• Task objective
Continue the passage on Transformer blocks and positional encoding, picking up right after its final sentence.

• Selected passage
######

Inside a Transformer Block

Every Transformer layer (block) has the same structure. Stack 12 of them for BERT-base, 96 for GPT-4 scale.

Input (residual stream)
        │
        ▼
  ┌─────────────┐
  │ Layer Norm  │
  └─────────────┘
        │
        ▼
  ┌─────────────────┐
  │  Multi-Head     │
  │  Attention      │
  └─────────────────┘
        │
        ▼ (+ residual connection)
  ┌─────────────┐
  │ Layer Norm  │
  └─────────────┘
        │
        ▼
  ┌─────────────────┐
  │  Feed-Forward   │
  │  Network (FFN)  │
  └─────────────────┘
        │
        ▼ (+ residual connection)
     Output

Two key sub-layers, both wrapped in residual connections:

Multi-Head Attention — lets tokens “talk to” each other
Feed-Forward Network — processes each token independently (two linear layers with a GELU in between)

Positional Encoding

Transformers have no built-in sense of order — all tokens are processed in parallel. To tell the model where each token sits in the sequence, you add positional information to the token embeddings.

Absolute sinusoidal (original paper): Fixed sine/cosine patterns of different frequencies.

Learned absolute (BERT, GPT-2): A learned embedding for each position index.

Rotary Position Embedding — RoPE (LLaMA, Mistral, GPT-NeoX): Encodes position as a rotation applied to query/key vectors. Scales naturally to longer sequences. Dominant in 2024–2026 models.

######

• Dataset content

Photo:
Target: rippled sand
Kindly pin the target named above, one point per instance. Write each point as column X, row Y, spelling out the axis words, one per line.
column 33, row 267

######

• Answer to the problem
ALiBi (MPT, BLOOM): Adds a position-dependent bias to attention scores. Simple, effective, good extrapolation.

The Feed-Forward Network: More Than a Detail

The FFN is often overlooked, but it accounts for roughly two-thirds of a Transformer’s parameters. Modern analysis suggests the FFN layers act as a kind of “knowledge store” — encoding factual associations learned during pre-training.

FFN(x) = W₂ · GELU(W₁ · x + b₁) + b₂

The dimension expansion inside the FFN (usually 4× the model dimension) creates an intermediate representation rich enough to store and recall complex patterns.

In recent architectures like LLaMA and Mistral, this has been upgraded to a Gated Linear Unit (SwiGLU):

FFN_SwiGLU(x) = (SiLU(W₁·x) ⊙ W₃·x) · W₂

Three weight matrices instead of two, but faster training and better performance at the same parameter count.

Model Variants You’ll Encounter

Model Family	Architecture	Speciality
BERT / RoBERTa	Encoder-only	Text classification, NER, retrieval
GPT / LLaMA / Mistral	Decoder-only	Text generation, chat, code
T5 / BART / mBART	Encoder-decoder	Translation, summarization
Vision Transformer (ViT)	Encoder-only	Image classification
CLIP	Dual encoder	Image-text alignment
Whisper	Encoder-decoder	Speech recognition

Modern Efficiency Improvements (2024–2026)

The vanilla Transformer is expensive. A decade of research has produced several important improvements:

Grouped-Query Attention (GQA)

Multiple query heads share a single key-value head. Reduces KV cache memory by 4–8× without meaningful accuracy loss. Used in LLaMA 3, Mistral, and Gemma.

Sliding Window Attention

Instead of attending to all previous tokens, each token only attends to a fixed window. Long-range information flows through successive layers. Used in Mistral 7B.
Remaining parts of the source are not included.